> _Task to complete_:
Print the following lines verbatim, starting at the line that contains "the stone wall" and continuing through the final line of the records.

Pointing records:
______________________________
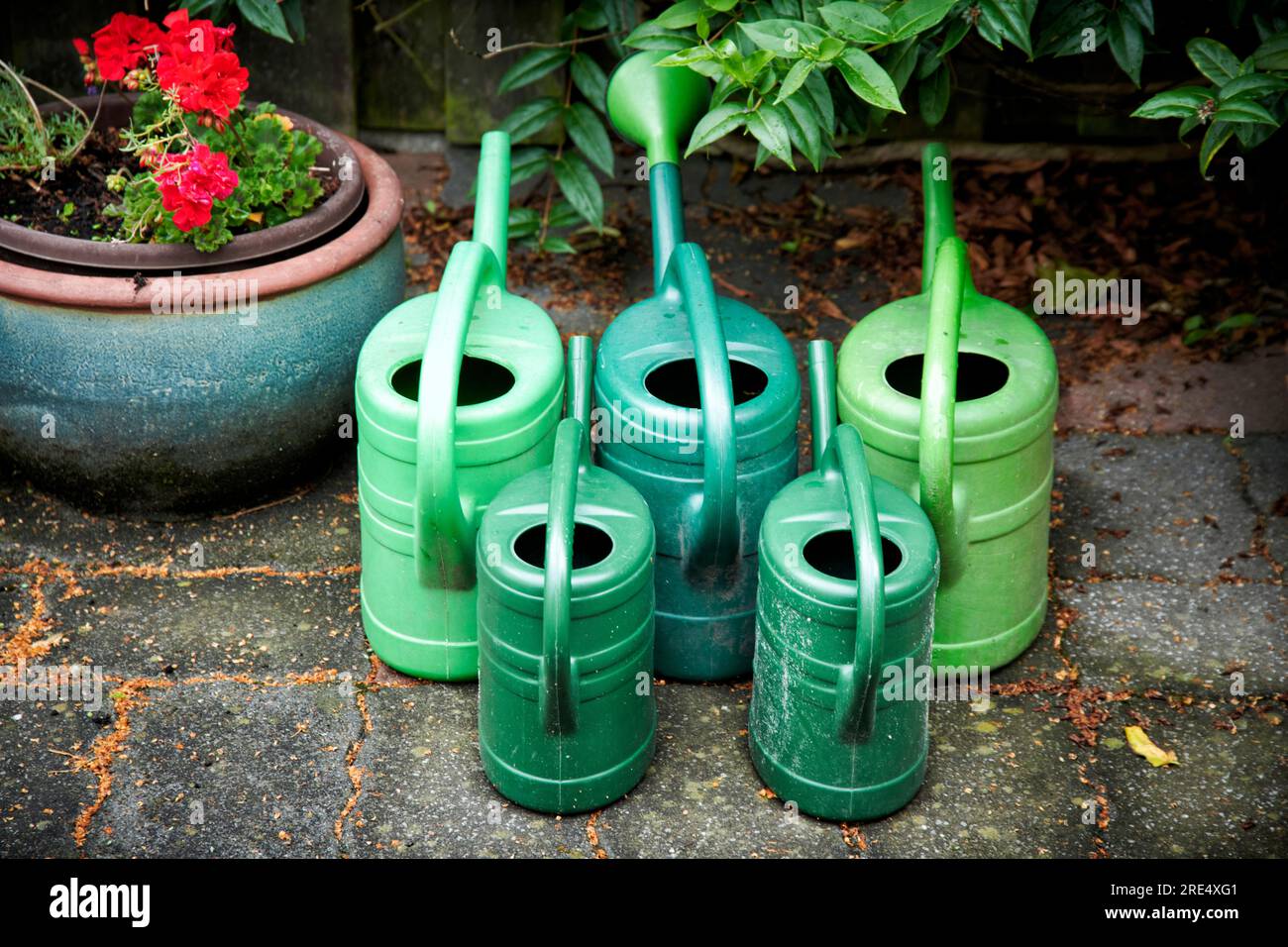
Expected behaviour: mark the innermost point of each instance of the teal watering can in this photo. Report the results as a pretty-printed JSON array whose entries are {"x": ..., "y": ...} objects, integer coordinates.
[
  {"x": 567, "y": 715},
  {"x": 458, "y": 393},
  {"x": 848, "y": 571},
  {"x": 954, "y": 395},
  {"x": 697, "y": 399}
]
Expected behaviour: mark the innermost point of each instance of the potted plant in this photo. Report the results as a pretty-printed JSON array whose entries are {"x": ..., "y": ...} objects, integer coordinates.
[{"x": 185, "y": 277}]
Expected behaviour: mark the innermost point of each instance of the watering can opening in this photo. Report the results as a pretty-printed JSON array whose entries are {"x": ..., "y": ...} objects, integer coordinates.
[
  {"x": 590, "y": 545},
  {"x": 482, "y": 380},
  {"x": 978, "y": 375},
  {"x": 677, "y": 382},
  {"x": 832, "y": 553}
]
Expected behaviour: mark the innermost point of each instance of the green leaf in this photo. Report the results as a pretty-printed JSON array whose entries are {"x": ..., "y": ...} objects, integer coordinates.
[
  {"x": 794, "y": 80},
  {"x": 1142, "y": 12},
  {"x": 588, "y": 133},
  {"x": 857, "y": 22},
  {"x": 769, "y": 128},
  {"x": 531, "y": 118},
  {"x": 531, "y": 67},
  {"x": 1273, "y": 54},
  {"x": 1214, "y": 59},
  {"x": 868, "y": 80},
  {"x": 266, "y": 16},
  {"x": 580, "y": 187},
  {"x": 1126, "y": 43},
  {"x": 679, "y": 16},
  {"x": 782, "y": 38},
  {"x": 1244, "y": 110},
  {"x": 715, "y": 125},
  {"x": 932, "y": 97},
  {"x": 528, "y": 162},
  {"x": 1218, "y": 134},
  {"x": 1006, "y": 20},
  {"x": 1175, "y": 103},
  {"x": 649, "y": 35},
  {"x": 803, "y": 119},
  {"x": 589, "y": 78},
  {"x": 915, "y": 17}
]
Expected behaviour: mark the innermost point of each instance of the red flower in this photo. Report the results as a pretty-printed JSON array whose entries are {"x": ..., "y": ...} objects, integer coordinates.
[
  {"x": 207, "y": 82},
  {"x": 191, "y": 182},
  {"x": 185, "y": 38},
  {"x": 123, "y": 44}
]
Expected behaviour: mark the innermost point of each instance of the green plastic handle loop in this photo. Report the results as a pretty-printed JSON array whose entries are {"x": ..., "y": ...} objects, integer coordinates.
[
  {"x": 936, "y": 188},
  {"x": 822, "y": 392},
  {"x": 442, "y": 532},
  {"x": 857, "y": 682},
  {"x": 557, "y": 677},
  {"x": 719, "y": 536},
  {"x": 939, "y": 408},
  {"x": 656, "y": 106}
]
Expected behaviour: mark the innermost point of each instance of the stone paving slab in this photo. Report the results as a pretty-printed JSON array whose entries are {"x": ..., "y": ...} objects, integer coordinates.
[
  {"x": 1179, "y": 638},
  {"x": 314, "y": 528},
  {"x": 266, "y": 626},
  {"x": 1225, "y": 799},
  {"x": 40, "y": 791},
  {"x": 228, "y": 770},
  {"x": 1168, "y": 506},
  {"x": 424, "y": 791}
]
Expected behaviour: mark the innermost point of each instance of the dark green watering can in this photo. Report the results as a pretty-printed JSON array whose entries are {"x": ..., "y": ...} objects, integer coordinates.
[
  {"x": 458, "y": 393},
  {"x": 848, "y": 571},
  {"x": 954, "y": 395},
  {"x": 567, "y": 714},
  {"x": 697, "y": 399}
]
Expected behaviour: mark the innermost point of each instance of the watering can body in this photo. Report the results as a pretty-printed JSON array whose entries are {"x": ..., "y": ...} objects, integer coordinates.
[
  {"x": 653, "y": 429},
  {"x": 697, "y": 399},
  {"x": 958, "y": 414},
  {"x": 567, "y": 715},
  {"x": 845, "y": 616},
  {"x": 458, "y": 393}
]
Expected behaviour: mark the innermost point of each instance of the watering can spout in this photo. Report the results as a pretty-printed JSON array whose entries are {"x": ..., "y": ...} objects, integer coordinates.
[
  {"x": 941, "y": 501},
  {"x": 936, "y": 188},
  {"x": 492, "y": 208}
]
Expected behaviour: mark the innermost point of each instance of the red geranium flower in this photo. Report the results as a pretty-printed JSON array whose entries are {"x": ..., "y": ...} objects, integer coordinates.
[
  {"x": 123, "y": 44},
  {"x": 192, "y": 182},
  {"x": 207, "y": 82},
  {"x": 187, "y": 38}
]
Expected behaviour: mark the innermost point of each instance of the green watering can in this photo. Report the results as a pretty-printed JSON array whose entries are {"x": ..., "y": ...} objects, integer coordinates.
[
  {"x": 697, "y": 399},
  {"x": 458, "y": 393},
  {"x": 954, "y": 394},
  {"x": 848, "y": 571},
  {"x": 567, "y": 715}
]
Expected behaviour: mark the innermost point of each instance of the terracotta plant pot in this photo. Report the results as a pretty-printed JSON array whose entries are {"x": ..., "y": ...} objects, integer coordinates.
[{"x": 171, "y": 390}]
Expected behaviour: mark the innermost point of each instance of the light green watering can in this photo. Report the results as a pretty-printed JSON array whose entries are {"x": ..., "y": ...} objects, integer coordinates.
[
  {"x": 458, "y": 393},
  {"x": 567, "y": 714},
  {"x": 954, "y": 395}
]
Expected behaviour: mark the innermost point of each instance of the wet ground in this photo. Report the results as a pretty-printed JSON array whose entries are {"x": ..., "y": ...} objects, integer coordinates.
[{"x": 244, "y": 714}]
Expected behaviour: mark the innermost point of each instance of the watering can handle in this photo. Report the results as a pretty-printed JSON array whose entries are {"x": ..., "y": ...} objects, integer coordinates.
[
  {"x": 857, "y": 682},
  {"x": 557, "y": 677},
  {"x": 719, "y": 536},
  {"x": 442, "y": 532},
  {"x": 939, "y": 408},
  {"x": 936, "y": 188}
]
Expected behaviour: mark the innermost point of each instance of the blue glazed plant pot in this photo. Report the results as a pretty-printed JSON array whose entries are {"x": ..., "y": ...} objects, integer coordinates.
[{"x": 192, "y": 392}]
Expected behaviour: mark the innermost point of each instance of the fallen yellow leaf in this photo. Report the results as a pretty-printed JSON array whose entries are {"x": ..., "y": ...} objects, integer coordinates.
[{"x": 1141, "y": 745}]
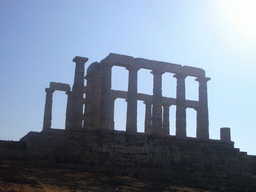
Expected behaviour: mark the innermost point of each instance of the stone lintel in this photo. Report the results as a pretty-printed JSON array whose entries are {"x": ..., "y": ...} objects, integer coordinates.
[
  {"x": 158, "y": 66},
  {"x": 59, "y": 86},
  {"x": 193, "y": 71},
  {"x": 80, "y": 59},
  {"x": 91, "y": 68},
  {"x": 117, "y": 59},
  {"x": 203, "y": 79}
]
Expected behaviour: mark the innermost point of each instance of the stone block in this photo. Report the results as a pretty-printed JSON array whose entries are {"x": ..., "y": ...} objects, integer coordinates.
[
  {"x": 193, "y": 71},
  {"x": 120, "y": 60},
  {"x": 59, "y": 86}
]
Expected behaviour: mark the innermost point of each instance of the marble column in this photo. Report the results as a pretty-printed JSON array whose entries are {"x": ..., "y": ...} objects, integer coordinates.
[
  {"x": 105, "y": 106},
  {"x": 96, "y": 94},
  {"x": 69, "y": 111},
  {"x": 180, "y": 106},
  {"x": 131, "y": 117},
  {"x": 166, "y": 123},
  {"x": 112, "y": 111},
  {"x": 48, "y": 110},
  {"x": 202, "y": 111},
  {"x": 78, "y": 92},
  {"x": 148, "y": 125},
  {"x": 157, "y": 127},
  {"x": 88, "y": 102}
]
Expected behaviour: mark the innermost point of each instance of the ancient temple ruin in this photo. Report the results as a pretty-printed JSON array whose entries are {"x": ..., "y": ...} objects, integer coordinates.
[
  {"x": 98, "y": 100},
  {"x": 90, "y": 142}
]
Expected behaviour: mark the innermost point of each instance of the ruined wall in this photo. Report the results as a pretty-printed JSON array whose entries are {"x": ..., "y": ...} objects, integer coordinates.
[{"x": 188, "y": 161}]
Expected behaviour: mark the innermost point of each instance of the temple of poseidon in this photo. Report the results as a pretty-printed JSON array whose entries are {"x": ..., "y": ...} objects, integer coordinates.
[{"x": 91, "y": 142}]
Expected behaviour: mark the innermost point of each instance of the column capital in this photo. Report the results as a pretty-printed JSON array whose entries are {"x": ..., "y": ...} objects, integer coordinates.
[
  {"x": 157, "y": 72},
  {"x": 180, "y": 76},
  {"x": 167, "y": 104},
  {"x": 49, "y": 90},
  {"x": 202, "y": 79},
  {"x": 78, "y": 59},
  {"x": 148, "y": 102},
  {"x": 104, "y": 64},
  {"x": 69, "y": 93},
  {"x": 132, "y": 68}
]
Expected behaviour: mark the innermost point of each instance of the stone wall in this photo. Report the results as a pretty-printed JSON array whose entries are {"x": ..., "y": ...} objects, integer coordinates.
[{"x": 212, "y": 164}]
______________________________
> _Answer for this exercise_:
Expected behaviour: mark the innermost point of each instance of the stone wall in this photo. Report the results as a pretty-printed JSON array whose entries are {"x": ..., "y": ...} objects, integer coordinates.
[{"x": 212, "y": 164}]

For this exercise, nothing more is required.